#### [TASK OBJECTIVE]
These entries are to be set down again exactly.

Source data
=== Begin Enclosure ===
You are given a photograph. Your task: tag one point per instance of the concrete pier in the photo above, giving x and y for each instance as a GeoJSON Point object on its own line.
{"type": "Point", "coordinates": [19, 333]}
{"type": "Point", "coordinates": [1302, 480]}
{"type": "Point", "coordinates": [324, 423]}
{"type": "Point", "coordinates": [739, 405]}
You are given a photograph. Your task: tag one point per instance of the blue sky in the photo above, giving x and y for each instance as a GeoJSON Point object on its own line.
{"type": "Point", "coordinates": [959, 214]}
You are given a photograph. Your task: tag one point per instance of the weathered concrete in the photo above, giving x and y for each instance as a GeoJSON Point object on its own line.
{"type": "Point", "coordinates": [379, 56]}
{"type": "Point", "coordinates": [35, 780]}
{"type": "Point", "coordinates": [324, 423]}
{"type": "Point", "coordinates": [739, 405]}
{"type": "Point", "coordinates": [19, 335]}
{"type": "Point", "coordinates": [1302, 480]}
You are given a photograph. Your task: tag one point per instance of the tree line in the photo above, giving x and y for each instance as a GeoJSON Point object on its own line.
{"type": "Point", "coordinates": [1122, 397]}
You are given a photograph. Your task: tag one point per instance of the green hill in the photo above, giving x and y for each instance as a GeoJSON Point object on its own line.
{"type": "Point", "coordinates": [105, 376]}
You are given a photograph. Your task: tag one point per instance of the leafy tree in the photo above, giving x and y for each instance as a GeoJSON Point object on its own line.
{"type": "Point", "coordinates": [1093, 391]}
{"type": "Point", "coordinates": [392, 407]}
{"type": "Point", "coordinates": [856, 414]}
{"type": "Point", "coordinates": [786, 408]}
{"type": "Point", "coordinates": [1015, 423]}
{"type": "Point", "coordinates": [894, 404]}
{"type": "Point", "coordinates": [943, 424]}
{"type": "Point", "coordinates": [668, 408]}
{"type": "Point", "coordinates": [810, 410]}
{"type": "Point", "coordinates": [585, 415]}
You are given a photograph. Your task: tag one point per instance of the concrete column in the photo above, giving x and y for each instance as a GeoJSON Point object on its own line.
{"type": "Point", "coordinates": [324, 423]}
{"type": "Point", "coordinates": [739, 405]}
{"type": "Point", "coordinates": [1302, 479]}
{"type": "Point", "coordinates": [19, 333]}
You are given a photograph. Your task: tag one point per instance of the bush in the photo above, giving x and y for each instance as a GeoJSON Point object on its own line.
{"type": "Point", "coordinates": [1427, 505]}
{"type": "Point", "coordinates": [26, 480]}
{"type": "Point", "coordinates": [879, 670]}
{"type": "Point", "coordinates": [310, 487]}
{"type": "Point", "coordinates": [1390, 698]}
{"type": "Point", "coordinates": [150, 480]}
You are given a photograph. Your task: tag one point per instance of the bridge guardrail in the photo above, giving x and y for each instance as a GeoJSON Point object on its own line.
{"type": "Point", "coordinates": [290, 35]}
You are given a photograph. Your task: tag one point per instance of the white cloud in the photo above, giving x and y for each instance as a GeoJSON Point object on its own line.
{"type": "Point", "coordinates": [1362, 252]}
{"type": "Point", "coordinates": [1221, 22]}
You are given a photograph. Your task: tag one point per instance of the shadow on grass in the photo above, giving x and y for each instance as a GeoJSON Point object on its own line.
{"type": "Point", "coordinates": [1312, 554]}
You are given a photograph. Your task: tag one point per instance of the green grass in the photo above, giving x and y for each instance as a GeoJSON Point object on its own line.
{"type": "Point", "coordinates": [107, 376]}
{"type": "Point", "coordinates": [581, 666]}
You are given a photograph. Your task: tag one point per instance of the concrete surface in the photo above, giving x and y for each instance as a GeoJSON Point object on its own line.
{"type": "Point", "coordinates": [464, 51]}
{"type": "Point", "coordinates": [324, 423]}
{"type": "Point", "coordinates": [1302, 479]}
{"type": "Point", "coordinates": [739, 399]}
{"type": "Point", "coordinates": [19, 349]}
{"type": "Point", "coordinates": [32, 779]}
=== End Enclosure ===
#### [THE ANSWER]
You are given a photograph. Your task: tag one point per instance of the concrete pier in the photo above, giving x and y for each instance as a GeoJSON Point object on its own line.
{"type": "Point", "coordinates": [19, 333]}
{"type": "Point", "coordinates": [1302, 480]}
{"type": "Point", "coordinates": [324, 423]}
{"type": "Point", "coordinates": [739, 405]}
You are given a photograph. Your task: tag one point per instance of the blue sky in the photo above, giving x and y for each instance as a GeoJSON Point object on its own line.
{"type": "Point", "coordinates": [959, 214]}
You are given a photograph. Your task: tag one point per instance of the weathered concrete in the photo above, giving x and y for each instance as a GeoJSON Point object on its own line.
{"type": "Point", "coordinates": [379, 56]}
{"type": "Point", "coordinates": [35, 780]}
{"type": "Point", "coordinates": [324, 423]}
{"type": "Point", "coordinates": [739, 405]}
{"type": "Point", "coordinates": [19, 335]}
{"type": "Point", "coordinates": [1302, 480]}
You are given a photograph. Your task: tag one point per instance of the tree line in the photo above, giving x and y for each instance as a GeoJSON Point object on its own line.
{"type": "Point", "coordinates": [1122, 397]}
You are given a photograph. Your task: tag one point per instance of the green hill in the photo above, giving x and y for each instance as a GeoJSON Point object on its own line.
{"type": "Point", "coordinates": [105, 376]}
You are given a photograph. Your task: tag one point per instance of the leafy tree in the photo above, giving x and y for each instance as a GeoJSON Point object on its own line.
{"type": "Point", "coordinates": [1093, 391]}
{"type": "Point", "coordinates": [392, 407]}
{"type": "Point", "coordinates": [856, 414]}
{"type": "Point", "coordinates": [786, 408]}
{"type": "Point", "coordinates": [1015, 423]}
{"type": "Point", "coordinates": [894, 404]}
{"type": "Point", "coordinates": [943, 424]}
{"type": "Point", "coordinates": [668, 408]}
{"type": "Point", "coordinates": [810, 410]}
{"type": "Point", "coordinates": [585, 415]}
You are given a photograph. Your task: tag one point per instance of the concrete column in the photo above, giving x and y for each instance as a GeoJSON Point object on its own line.
{"type": "Point", "coordinates": [324, 423]}
{"type": "Point", "coordinates": [739, 405]}
{"type": "Point", "coordinates": [1302, 479]}
{"type": "Point", "coordinates": [19, 333]}
You are given a photograph. Your task: tag one point per instance of the bush in the photo above, giving x and y for each instance as a GeoJSON Point object on its own line.
{"type": "Point", "coordinates": [1427, 505]}
{"type": "Point", "coordinates": [26, 480]}
{"type": "Point", "coordinates": [879, 670]}
{"type": "Point", "coordinates": [310, 487]}
{"type": "Point", "coordinates": [1390, 698]}
{"type": "Point", "coordinates": [150, 480]}
You are given a photograph. Your task: tag one point per instance of the bridge guardrail in the photo above, giving x and y for each instance as a GeoJSON Point object on its own line.
{"type": "Point", "coordinates": [290, 35]}
You are given a photograph. Your task: tag one point per instance of the white cloud in the photo above, giving x and y for each instance as a GeoJSON Point object on its own line.
{"type": "Point", "coordinates": [1362, 252]}
{"type": "Point", "coordinates": [1221, 22]}
You are given a photograph. Your task: tag one point per instance of the shadow on grass in the photo above, giving x and y for each instance as a GeoJSON Point object on its own line.
{"type": "Point", "coordinates": [1312, 554]}
You are given a photograph. Your task: tag one point per instance of the green grass in the photo above, giving x and y for each instance as a GeoJSON Point object on its own line.
{"type": "Point", "coordinates": [107, 376]}
{"type": "Point", "coordinates": [581, 666]}
You are given a photograph. Your task: tag one point per instance of the concrete surface in the photo above, giving x and y for each instance as a GeoJSON Point object on its own line.
{"type": "Point", "coordinates": [464, 51]}
{"type": "Point", "coordinates": [324, 423]}
{"type": "Point", "coordinates": [1302, 479]}
{"type": "Point", "coordinates": [739, 399]}
{"type": "Point", "coordinates": [19, 349]}
{"type": "Point", "coordinates": [32, 779]}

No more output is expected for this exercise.